[[ PAGE TEXT, beginning ]]

Exploros_logo


The Missions

California natives’ lives were reshaped more by the mission fathers than by the townspeople of the pueblos or the soldiers of the presidios. The Franciscans came to California to convert the tribes to Christianity and train them for life in a European colonial society. Conversions were not always voluntary. The converts were required to live in settlements sponsored by missions, where they were taught Spanish and the tenets of their new religion. They were also trained in skills for their new lives, such as brickmaking and construction, raising cattle and horses, blacksmithing, weaving, and tanning hides.

The natives lived at the missions until their education was complete. They were then meant to establish homes in the nearby pueblos. As the native people of one area were Christianized and educated, the missionaries were supposed to move on, leaving the old missions behind to become parish churches as they built new missions in distant locations. Neither the Spanish government nor the Franciscans ever judged any of the natives ready for life outside the mission system. Christian natives or "Mission Indians" and their descendants remained at the missions until the system was abolished in 1834.

By 1834, the number of California's native people had decreased by half to about 150,000 as a result of sixty-five years of exposure to Europeans, who brought new diseases to which the natives had no resistance. Thousands of Indians died in epidemics. Crowded, harsh living conditions at the missions contributed to the Indians' health problems. Infant mortality and death rates among young children soared.

[[ PAGE TEXT, end ]]
[[ PROVIDED INFORMATION, beginning ]]

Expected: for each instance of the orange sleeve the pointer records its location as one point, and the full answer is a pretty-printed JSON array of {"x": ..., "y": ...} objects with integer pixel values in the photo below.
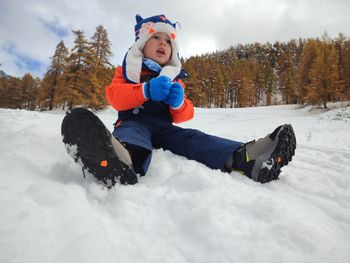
[
  {"x": 185, "y": 112},
  {"x": 122, "y": 95}
]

[[ PROVIDED INFORMATION, end ]]

**ACTION ITEM**
According to the text on the California missions, in what year was the mission system abolished?

**TASK ANSWER**
1834